Top of Dataset records

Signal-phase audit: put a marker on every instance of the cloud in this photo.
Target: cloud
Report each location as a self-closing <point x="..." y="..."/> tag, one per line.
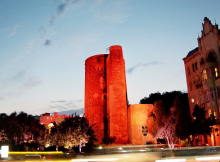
<point x="18" y="84"/>
<point x="12" y="30"/>
<point x="63" y="105"/>
<point x="130" y="70"/>
<point x="114" y="12"/>
<point x="42" y="31"/>
<point x="62" y="8"/>
<point x="47" y="43"/>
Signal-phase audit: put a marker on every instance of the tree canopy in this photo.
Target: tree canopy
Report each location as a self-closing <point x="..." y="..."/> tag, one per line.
<point x="171" y="119"/>
<point x="73" y="131"/>
<point x="20" y="128"/>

Bottom of Dataset records

▶ Requirement
Could you retype every record exactly, leaving the pictures out?

▶ Solution to this problem
Signal-phase audit: put a marker on every instance of the cloud in this photo.
Target: cloud
Report each location as a self-closing <point x="..." y="..."/> tag, one per line.
<point x="18" y="84"/>
<point x="12" y="30"/>
<point x="63" y="105"/>
<point x="130" y="70"/>
<point x="114" y="12"/>
<point x="42" y="31"/>
<point x="62" y="8"/>
<point x="47" y="43"/>
Signal-phase audit: put a marker on every instance of the tree canopy in this photo.
Target: tree canopy
Report each location as a self-closing <point x="..." y="..."/> tag, one per line.
<point x="171" y="119"/>
<point x="73" y="131"/>
<point x="20" y="128"/>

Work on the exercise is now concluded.